## PROBLEM DESCRIPTION
Answer these questions from the law school article below:
1. Where did Obama hold the question-and-answer session in August?
2. At what firm is Daniel J. Glassman an attorney?
3. At which law school does Kenneth B. Nunn teach?

═════ SOURCE TEXT ═════

Do American lawyers need less law school?
During a question-and-answer session in August at the State University of New York at Binghamton, President Barack Obama spoke about reducing the cost of higher education and offered a possible answer to that question.
Obama argued that the amount of time it takes to obtain a law degree should be shortened from three to two years as a way to save students money.
The Harvard Law graduate and former constitutional law professor said students would be better off clerking or practicing in a firm in their third year, even if it meant working at low wages.
Daniel J. Glassman, attorney at the Rush & Glassman in Gainesville, is a supporter of Obama’s idea.
“Requiring practical application and training can only help,” Glassman said. “A lot of new lawyers are ill-equipped yet taking cases right out of law school.”
Glassman said that while he understands education is important, students are spending money and time taking classes that have no real world application. As long as there are enough opportunities available, a year of real world training would produce better lawyers.
Law school administrators are unlikely to agree with the elimination of the third year because of the tuition funds the schools would lose. The third year, if dedicated to real world training, would need to be included in tuition costs in order to get law schools on board with the change.
“Now, the question is can law students, can law schools maintain quality and keep good professors and sustain themselves without that third year? My suspicion is that if they thought creatively about it, they probably could,” Obama said.
Kenneth B. Nunn, professor of law at the University of Florida’s Levin College of Law, is not opposed to Obama’s idea, as long as students are still obtaining a quality education.
“This means that students must be taught the theory behind the law and not just how to practice it,” Nunn said.

═════ INFORMATION GIVEN ═════

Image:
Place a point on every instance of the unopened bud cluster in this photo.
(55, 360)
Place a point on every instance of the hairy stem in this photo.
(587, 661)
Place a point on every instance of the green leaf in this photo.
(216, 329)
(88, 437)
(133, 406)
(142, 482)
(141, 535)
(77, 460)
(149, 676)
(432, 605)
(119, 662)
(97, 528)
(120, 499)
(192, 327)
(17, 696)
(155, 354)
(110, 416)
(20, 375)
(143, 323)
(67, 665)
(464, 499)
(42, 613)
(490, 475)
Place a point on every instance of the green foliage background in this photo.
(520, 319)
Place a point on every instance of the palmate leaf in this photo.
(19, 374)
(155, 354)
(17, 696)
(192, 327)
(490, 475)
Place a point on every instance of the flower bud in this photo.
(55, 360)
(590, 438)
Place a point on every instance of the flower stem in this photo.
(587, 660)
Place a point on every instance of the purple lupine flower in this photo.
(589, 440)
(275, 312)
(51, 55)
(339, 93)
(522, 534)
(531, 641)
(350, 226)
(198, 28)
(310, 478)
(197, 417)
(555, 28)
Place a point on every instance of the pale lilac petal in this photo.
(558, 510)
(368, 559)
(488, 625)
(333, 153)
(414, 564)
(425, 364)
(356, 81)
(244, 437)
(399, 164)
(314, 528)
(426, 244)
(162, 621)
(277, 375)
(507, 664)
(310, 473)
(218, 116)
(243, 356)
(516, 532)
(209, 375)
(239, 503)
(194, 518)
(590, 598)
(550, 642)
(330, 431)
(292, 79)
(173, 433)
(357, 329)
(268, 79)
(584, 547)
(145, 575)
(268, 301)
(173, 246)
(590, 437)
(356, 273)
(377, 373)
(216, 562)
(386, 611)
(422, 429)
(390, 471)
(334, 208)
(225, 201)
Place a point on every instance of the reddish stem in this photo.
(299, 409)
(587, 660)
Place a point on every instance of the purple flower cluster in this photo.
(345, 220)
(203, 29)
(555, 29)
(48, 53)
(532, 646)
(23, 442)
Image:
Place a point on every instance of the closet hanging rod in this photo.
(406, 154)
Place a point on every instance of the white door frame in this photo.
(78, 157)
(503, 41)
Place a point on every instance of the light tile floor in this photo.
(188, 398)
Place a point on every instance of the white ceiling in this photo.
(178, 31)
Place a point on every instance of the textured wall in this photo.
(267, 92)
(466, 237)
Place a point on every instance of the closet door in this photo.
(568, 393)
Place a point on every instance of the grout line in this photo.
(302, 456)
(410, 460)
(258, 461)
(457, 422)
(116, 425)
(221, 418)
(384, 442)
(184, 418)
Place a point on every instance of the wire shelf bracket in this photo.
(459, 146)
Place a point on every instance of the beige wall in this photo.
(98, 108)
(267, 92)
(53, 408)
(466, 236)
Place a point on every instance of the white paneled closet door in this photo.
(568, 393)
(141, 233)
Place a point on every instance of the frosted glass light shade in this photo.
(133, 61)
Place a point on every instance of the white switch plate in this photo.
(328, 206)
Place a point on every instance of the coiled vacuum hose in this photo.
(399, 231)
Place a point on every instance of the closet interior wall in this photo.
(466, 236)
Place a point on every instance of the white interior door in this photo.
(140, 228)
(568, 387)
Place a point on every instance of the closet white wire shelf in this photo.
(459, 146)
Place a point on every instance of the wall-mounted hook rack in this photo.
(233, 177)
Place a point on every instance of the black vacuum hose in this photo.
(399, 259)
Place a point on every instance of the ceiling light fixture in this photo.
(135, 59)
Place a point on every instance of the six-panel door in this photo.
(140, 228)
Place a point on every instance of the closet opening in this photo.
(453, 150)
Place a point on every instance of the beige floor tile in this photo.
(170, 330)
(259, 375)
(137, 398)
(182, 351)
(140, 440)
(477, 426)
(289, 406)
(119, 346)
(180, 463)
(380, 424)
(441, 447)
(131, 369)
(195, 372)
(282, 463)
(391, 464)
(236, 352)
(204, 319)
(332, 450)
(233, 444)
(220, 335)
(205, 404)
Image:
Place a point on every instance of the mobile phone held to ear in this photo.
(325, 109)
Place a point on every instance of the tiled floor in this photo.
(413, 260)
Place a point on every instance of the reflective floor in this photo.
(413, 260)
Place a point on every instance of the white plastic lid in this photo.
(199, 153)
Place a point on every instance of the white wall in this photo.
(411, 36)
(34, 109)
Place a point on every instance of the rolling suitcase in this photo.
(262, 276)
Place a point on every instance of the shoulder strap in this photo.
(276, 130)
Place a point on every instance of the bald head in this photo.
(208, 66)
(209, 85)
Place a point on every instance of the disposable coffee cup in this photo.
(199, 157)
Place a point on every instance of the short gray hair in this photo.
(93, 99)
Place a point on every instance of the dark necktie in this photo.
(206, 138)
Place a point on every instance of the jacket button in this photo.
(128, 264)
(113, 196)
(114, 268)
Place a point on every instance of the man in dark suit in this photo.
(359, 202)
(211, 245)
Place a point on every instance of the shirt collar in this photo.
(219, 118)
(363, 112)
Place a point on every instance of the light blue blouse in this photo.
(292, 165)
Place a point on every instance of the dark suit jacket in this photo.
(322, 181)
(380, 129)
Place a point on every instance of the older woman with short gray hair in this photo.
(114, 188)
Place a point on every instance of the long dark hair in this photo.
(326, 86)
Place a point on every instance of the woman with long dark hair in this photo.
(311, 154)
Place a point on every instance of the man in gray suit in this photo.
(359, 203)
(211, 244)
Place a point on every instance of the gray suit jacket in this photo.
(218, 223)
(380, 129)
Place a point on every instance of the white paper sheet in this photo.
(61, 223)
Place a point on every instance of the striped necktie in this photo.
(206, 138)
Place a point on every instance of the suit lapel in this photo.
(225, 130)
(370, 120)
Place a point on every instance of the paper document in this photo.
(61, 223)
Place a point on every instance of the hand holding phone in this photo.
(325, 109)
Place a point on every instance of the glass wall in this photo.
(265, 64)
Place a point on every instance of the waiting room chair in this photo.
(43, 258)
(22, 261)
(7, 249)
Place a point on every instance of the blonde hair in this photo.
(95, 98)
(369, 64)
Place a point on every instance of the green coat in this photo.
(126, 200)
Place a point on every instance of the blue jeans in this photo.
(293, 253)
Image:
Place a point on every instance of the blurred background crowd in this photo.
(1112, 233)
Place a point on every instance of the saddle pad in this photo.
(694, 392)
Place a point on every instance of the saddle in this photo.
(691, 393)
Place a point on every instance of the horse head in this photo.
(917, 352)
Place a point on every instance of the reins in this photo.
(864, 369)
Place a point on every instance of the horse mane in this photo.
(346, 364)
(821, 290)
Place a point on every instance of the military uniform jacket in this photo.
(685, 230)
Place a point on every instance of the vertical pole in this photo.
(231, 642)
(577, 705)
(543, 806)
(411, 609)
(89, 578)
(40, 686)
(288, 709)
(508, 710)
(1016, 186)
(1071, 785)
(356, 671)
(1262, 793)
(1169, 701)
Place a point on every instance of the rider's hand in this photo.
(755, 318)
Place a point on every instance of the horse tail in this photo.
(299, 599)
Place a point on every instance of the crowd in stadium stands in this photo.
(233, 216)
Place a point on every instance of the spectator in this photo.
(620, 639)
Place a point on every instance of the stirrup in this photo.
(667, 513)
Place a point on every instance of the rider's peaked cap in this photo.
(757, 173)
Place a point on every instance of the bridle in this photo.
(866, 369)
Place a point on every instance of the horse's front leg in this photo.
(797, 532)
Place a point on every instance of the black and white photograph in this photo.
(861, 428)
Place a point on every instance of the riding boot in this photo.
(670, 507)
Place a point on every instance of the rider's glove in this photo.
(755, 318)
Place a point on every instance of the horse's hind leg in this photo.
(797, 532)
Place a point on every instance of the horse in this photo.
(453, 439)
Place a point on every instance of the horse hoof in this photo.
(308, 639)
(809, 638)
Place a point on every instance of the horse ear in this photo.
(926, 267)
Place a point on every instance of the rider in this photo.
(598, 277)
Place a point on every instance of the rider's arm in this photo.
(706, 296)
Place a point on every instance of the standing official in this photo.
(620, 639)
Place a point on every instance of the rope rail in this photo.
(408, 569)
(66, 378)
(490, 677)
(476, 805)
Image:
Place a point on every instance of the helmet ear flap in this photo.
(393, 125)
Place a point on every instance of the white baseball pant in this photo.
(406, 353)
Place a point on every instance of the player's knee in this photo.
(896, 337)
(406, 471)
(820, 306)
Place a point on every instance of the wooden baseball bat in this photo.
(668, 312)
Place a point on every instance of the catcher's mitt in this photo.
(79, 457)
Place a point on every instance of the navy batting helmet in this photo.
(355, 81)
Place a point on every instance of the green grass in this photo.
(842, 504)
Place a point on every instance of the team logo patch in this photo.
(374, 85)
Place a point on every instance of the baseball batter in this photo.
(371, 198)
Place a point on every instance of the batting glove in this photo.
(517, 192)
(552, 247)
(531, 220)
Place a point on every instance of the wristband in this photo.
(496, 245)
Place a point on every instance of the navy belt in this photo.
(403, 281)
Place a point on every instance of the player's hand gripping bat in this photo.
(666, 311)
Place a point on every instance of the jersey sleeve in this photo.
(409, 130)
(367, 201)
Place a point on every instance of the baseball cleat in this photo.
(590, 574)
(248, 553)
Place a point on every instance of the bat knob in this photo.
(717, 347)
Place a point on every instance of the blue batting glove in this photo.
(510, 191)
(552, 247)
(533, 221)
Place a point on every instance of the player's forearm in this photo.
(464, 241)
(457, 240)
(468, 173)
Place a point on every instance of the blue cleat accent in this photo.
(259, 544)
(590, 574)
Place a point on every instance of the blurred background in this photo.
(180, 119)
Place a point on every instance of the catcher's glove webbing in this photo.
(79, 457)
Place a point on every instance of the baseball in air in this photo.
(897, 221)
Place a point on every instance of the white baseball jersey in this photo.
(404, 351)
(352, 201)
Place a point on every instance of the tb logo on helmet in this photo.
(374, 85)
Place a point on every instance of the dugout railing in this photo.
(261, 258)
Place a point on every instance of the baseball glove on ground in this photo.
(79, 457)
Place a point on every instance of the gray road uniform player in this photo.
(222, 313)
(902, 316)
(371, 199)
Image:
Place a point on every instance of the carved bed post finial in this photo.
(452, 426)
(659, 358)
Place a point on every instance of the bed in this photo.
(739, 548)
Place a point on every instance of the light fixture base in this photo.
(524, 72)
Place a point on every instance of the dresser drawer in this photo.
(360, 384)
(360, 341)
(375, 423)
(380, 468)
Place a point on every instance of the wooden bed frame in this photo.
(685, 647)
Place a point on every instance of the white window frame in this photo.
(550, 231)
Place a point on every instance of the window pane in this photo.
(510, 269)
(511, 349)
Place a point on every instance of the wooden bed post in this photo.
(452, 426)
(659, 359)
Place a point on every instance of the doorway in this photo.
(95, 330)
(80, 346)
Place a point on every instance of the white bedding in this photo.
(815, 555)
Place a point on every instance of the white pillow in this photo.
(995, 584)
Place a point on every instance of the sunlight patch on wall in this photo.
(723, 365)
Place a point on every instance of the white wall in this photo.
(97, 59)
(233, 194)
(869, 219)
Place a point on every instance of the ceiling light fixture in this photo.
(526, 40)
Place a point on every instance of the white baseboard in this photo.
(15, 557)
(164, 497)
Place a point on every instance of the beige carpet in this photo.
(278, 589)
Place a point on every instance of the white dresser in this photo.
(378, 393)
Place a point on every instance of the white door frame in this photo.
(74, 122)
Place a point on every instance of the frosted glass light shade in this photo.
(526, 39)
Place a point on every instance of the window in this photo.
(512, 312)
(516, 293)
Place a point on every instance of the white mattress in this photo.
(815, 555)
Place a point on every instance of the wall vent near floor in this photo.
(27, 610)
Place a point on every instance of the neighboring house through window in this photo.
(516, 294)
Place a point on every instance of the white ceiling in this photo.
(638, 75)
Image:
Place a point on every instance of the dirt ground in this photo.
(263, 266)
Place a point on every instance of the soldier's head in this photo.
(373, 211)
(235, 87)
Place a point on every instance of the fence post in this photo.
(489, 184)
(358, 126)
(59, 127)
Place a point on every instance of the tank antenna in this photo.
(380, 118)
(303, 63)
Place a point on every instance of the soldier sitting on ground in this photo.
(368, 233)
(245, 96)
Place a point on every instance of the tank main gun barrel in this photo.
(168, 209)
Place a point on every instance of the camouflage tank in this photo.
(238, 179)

═════

## REPLY TO THE TASK
1. At the State University of New York at Binghamton.
2. Rush & Glassman in Gainesville.
3. The University of Florida's Levin College of Law.